Natural Disaster Response Exercise Vigilant Guard To Begin, Spokesman Says
More than 8,000 personnel from Georgia, Florida, Kentucky, Tennessee, Alabama and South Carolina will take part in the exercise from March 27 through April 2 in various locations around Georgia, Davis said.
The joint regional exercise is hosted by the Georgia National Guard and U.S. Northern Command, he said.
Coordination At All Levels
“The purpose is to simulate a real-world natural disaster to improve collaboration efforts that help with emergency preparation, coordination response and recovery management … when we coordinate between federal, regional, local and civilian partners during domestic emergencies and catastrophic events,” Davis explained.
Overall, the exercise scenario will test the state of Georgia’s local and state emergency response to a simulated category-3 or 4 hurricane that makes landfall on the Georgia coast, he said.
Additional scenarios planned for the Vigilant Guard exercise include a disease outbreak, cyber attack, chemical spill, search-and-rescue efforts following a structural collapse and a medical mass casualty, Davis noted.
USS Vinson Joins Foal Eagle
Across the globe, the aircraft carrier USS Carl Vinson departed from Busan, South Korea, after a scheduled stop over the weekend and joined ongoing exercise Foal Eagle 2017, involving U.S. and South Korean troops, the captain said.

§ Dataset:
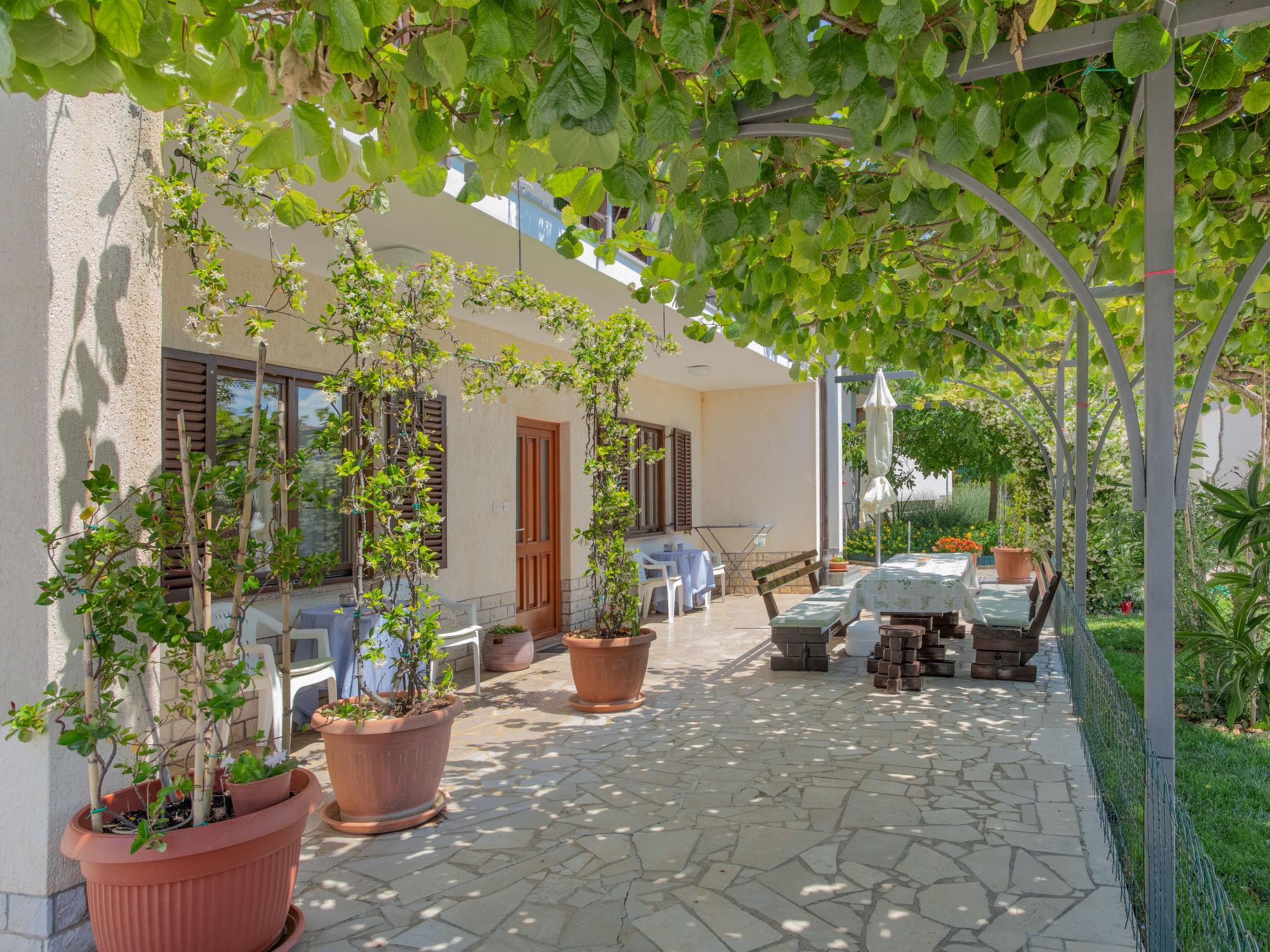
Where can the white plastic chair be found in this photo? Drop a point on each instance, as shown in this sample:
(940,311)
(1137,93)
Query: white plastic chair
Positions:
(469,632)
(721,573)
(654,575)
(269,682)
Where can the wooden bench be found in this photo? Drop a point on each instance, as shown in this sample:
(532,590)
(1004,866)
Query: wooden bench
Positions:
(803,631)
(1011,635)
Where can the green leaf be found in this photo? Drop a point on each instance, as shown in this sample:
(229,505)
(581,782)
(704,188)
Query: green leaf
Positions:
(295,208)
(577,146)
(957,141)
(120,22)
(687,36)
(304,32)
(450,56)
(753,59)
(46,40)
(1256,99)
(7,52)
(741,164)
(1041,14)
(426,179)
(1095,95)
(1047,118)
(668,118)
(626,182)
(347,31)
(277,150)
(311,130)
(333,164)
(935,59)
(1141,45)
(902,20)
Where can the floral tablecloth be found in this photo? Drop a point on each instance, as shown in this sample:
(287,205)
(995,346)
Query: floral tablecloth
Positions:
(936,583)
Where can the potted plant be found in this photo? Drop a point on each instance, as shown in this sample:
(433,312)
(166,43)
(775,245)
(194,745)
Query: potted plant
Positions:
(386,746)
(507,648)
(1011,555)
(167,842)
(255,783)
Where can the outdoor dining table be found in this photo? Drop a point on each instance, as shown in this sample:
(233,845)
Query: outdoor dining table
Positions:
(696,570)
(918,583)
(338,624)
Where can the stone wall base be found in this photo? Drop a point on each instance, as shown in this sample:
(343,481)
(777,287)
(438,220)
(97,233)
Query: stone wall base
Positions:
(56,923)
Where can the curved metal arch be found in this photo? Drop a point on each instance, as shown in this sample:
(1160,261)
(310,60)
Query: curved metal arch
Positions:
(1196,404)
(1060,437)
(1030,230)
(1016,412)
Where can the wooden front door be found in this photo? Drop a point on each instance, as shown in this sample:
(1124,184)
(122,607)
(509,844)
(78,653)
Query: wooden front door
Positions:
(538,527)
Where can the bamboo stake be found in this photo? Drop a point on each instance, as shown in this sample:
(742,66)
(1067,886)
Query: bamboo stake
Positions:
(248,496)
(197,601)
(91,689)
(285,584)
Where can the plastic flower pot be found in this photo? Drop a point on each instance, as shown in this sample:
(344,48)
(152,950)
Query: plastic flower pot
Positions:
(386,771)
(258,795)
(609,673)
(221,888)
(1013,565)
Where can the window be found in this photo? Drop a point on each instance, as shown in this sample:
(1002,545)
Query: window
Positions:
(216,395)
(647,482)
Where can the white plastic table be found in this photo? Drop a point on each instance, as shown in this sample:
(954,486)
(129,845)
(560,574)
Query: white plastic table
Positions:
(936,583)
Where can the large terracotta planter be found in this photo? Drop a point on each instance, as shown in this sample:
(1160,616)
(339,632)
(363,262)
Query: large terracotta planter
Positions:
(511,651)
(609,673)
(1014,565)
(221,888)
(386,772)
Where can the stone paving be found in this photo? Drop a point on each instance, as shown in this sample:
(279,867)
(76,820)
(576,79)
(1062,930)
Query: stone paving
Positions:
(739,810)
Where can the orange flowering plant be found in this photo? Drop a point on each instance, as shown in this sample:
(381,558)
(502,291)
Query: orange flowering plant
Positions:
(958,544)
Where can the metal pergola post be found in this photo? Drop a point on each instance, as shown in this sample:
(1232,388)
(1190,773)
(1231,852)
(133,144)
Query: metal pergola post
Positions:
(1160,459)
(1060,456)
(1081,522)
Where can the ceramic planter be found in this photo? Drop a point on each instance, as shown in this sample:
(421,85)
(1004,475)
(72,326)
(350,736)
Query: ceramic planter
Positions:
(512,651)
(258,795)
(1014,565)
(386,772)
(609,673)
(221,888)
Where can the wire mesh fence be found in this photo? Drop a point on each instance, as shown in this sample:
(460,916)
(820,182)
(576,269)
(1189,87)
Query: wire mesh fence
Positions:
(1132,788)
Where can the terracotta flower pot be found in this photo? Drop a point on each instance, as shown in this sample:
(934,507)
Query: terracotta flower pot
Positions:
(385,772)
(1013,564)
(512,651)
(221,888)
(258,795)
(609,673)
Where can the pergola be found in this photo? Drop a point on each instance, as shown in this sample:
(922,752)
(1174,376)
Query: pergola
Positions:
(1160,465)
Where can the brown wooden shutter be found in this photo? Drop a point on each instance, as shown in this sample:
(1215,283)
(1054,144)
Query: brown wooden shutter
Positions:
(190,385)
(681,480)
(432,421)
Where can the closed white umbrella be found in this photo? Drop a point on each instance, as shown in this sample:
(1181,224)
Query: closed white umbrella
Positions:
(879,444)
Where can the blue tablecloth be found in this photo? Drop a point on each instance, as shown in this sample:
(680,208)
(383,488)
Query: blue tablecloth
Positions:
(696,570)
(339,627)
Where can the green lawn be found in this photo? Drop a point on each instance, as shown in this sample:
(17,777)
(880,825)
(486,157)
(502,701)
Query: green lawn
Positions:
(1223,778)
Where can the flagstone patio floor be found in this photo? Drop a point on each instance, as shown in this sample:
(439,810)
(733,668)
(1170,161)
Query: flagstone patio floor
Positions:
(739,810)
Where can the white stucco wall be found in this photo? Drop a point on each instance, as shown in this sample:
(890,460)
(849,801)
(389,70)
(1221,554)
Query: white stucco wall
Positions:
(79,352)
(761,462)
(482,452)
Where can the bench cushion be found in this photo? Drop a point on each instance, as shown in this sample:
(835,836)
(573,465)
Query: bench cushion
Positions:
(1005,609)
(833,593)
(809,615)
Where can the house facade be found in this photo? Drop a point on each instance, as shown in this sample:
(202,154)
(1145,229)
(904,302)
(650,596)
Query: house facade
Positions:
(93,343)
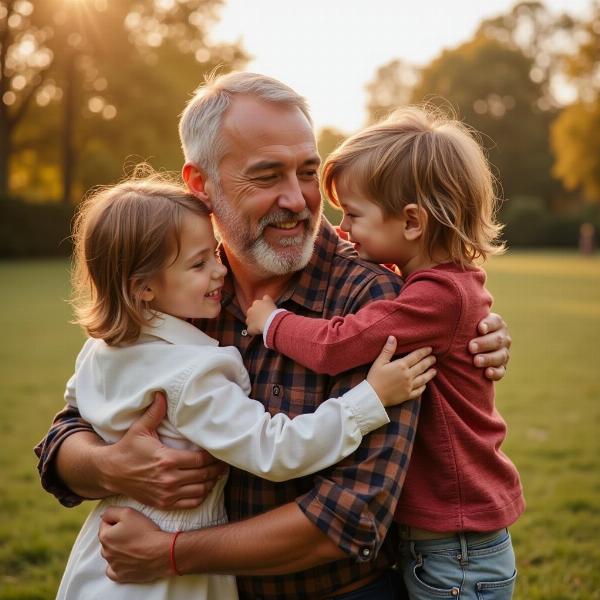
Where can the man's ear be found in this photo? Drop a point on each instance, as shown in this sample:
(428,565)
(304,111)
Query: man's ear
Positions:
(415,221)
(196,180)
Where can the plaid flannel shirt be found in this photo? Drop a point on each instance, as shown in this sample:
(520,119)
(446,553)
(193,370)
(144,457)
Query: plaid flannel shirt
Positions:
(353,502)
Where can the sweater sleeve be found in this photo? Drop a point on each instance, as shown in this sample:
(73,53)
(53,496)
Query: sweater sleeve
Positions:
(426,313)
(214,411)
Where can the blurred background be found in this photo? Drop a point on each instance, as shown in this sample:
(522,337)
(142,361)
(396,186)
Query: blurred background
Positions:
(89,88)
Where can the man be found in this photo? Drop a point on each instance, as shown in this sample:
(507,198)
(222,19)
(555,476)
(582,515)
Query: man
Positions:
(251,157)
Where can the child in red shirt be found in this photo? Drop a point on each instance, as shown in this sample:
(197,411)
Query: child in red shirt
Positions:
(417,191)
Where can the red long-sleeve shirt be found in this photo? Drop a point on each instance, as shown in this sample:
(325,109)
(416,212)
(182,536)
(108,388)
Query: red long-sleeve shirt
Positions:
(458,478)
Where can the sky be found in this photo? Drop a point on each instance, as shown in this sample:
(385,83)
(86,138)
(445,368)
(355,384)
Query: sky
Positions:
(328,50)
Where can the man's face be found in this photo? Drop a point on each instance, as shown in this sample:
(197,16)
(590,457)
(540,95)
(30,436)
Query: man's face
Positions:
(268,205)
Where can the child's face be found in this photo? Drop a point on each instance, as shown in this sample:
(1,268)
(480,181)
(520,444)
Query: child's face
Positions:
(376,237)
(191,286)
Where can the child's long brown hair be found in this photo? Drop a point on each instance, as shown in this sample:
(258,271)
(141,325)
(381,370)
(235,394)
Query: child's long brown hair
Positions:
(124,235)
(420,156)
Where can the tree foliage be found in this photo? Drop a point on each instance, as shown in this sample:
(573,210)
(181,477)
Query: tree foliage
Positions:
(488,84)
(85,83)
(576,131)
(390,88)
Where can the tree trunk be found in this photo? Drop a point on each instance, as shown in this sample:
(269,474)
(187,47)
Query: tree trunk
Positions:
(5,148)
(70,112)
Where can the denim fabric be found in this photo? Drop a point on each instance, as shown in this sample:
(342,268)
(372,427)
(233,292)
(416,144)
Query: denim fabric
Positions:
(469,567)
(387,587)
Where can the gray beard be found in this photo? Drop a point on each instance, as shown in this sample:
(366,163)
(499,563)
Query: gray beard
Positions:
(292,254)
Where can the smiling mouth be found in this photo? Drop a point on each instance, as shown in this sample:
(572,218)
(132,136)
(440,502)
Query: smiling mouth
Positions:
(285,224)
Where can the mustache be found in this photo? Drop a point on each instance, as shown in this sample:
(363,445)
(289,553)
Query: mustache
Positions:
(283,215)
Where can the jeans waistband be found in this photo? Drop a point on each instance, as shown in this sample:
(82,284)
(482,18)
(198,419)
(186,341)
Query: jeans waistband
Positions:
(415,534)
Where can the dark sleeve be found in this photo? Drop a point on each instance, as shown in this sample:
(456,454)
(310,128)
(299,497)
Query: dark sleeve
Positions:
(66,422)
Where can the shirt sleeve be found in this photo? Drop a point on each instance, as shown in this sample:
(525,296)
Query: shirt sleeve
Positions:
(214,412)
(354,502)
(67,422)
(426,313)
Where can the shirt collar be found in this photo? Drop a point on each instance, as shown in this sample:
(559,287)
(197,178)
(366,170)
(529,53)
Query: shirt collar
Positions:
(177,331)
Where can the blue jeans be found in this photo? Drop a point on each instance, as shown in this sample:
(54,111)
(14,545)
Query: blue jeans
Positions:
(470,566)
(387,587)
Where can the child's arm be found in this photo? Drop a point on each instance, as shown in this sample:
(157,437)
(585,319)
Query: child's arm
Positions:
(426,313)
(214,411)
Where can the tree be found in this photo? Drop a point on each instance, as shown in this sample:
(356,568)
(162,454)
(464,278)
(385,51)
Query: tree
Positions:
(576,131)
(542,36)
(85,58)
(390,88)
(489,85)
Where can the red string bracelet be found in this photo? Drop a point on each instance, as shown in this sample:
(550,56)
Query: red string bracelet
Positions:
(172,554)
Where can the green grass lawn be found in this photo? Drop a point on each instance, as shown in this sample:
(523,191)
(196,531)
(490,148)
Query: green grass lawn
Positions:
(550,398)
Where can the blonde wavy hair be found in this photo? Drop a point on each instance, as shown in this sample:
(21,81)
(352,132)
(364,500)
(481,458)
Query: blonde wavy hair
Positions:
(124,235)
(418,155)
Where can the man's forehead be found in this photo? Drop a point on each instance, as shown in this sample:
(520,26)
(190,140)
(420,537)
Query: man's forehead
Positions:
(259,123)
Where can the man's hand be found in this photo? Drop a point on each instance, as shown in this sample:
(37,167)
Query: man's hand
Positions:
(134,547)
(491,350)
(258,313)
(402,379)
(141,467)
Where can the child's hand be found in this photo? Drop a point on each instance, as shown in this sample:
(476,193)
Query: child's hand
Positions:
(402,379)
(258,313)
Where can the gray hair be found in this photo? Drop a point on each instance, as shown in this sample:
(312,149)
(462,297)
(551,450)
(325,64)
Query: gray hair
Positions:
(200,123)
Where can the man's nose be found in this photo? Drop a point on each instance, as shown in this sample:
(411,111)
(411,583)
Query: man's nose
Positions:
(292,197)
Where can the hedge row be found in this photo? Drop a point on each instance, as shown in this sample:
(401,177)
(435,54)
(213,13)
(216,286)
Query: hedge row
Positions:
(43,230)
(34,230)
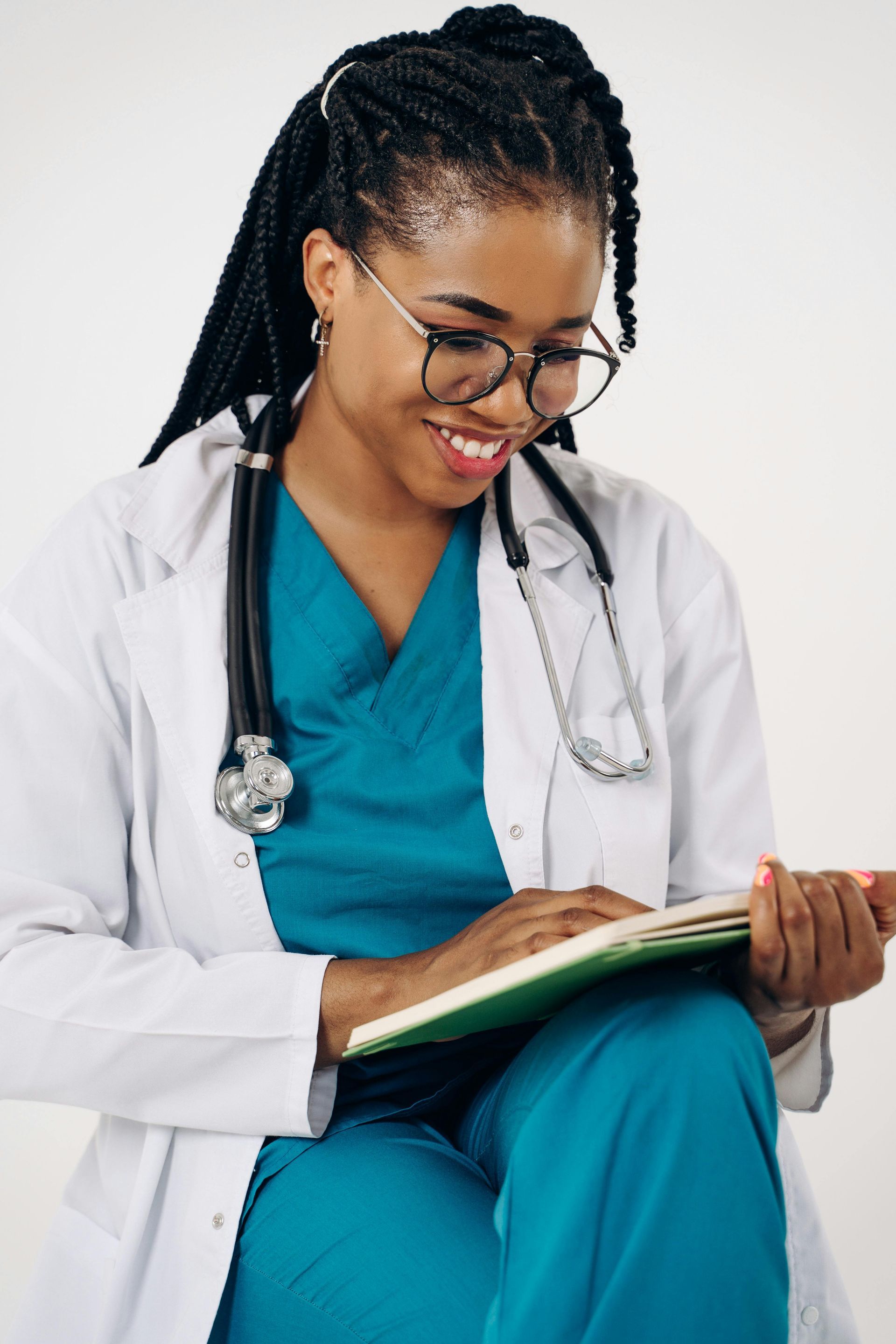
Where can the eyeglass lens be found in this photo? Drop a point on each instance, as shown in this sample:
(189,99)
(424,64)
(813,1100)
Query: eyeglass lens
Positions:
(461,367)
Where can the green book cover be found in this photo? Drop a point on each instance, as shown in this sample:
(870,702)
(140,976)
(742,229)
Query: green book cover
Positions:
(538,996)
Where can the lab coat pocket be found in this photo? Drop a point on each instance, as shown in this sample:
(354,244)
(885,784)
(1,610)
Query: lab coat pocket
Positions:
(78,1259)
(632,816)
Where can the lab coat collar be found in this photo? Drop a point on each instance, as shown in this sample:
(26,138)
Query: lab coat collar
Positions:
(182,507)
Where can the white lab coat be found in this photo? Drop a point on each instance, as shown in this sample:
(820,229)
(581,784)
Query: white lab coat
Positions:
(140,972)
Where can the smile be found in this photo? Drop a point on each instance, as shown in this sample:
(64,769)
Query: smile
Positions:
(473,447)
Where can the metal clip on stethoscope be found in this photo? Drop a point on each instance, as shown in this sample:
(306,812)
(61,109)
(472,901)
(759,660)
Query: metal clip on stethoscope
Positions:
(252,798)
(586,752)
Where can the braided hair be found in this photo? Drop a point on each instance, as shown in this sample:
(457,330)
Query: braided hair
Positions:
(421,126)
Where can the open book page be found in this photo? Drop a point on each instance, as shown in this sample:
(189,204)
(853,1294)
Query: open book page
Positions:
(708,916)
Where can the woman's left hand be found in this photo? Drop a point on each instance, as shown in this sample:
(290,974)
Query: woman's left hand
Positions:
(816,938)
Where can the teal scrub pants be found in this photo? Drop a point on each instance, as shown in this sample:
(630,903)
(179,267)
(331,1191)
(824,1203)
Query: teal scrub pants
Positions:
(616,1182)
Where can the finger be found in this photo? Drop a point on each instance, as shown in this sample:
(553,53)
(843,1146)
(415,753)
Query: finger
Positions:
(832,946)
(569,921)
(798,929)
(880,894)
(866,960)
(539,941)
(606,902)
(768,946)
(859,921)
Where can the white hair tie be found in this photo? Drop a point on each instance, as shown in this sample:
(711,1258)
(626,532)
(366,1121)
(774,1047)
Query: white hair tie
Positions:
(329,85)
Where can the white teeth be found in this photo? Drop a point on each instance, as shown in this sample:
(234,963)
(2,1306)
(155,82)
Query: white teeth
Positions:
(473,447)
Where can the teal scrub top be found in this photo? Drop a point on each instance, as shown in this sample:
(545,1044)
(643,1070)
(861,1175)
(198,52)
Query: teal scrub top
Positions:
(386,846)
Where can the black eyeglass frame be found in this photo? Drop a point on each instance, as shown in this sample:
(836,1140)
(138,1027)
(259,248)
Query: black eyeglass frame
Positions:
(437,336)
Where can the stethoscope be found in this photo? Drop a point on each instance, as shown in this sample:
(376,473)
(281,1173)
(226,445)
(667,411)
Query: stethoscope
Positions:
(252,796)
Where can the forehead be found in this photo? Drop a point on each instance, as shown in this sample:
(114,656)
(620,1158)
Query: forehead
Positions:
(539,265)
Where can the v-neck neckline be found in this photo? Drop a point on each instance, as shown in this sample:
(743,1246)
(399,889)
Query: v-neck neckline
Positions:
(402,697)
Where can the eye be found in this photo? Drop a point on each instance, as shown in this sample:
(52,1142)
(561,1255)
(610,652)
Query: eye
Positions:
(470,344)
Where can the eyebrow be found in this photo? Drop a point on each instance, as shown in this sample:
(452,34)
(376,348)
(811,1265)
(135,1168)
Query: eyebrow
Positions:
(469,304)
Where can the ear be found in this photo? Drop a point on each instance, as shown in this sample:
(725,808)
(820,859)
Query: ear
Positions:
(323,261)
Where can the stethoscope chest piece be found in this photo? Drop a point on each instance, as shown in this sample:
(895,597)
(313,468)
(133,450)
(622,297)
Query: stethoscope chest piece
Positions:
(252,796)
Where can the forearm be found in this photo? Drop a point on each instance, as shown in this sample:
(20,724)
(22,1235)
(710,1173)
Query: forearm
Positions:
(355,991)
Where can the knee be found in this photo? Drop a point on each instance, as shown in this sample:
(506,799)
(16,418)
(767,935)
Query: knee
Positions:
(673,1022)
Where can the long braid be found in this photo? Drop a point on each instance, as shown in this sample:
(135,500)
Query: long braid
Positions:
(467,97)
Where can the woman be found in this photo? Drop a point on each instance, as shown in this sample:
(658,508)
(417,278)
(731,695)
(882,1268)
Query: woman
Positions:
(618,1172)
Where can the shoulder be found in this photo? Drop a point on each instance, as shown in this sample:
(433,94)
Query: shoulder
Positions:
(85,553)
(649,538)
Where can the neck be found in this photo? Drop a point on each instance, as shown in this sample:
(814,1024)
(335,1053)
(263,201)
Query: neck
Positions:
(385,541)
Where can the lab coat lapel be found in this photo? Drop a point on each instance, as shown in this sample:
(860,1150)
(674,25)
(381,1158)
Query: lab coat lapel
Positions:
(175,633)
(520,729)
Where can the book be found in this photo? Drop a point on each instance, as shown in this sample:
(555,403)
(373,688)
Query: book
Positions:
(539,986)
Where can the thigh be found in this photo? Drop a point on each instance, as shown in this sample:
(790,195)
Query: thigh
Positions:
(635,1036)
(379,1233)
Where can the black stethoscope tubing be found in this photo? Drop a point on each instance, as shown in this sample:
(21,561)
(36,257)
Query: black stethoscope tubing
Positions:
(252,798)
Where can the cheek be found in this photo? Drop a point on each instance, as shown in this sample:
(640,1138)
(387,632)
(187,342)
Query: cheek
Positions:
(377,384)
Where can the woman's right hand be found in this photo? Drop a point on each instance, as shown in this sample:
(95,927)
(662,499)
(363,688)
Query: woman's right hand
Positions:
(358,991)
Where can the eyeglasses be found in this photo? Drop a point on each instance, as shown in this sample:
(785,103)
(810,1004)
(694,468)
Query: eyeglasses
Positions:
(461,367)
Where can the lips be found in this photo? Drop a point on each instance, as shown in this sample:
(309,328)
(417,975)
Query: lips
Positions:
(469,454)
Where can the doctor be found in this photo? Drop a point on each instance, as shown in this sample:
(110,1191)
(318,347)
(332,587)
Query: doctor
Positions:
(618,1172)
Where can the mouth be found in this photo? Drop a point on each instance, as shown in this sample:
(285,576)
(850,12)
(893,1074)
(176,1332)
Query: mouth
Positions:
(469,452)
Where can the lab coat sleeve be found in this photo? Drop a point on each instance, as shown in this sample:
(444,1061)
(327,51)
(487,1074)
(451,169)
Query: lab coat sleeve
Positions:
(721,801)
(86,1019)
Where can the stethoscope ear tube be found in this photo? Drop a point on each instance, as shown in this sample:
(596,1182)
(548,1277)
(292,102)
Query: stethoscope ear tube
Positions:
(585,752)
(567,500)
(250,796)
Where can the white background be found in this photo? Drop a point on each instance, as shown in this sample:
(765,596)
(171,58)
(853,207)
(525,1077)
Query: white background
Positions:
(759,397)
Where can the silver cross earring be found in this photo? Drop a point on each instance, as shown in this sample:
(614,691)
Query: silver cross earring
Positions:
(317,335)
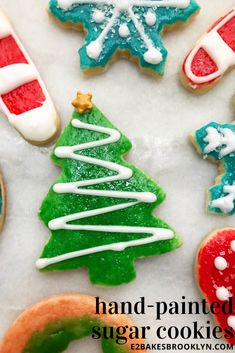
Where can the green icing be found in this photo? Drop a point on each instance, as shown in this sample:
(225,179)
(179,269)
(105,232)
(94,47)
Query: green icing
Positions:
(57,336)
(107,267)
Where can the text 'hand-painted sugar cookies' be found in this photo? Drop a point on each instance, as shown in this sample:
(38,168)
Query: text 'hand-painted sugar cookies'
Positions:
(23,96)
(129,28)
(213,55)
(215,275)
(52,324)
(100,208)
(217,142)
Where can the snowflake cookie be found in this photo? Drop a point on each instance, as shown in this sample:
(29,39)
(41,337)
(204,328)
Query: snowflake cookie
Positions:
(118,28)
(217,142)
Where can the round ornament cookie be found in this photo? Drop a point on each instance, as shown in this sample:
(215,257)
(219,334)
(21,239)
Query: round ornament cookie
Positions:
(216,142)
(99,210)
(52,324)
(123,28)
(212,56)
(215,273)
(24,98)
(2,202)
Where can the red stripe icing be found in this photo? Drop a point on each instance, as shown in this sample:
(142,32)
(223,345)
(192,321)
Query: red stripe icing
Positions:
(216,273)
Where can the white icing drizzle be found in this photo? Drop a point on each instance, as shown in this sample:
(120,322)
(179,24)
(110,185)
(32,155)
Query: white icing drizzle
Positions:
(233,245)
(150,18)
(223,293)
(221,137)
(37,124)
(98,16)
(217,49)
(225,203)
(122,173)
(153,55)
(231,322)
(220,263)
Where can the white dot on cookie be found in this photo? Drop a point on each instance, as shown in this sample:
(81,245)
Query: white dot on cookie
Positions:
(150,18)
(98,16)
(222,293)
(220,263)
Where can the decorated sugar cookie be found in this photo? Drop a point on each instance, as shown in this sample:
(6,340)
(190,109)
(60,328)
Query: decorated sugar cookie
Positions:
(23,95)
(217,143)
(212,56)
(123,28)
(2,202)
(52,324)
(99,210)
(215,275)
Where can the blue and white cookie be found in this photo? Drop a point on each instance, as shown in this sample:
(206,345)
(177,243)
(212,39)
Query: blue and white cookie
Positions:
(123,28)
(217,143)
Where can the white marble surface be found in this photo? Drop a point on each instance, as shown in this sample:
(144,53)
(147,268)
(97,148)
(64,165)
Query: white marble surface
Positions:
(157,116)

§ Exercise requirements: Reproduce the full article on the Vigilant Guard disaster response exercise word for word.

§ Answer space:
Natural Disaster Response Exercise Vigilant Guard To Begin, Spokesman Says
More than 8,000 personnel from Georgia, Florida, Kentucky, Tennessee, Alabama and South Carolina will take part in the exercise from March 27 through April 2 in various locations around Georgia, Davis said.
The joint regional exercise is hosted by the Georgia National Guard and U.S. Northern Command, he said.
Coordination At All Levels
“The purpose is to simulate a real-world natural disaster to improve collaboration efforts that help with emergency preparation, coordination response and recovery management … when we coordinate between federal, regional, local and civilian partners during domestic emergencies and catastrophic events,” Davis explained.
Overall, the exercise scenario will test the state of Georgia’s local and state emergency response to a simulated category-3 or 4 hurricane that makes landfall on the Georgia coast, he said.
Additional scenarios planned for the Vigilant Guard exercise include a disease outbreak, cyber attack, chemical spill, search-and-rescue efforts following a structural collapse and a medical mass casualty, Davis noted.
USS Vinson Joins Foal Eagle
Across the globe, the aircraft carrier USS Carl Vinson departed from Busan, South Korea, after a scheduled stop over the weekend and joined ongoing exercise Foal Eagle 2017, involving U.S. and South Korean troops, the captain said.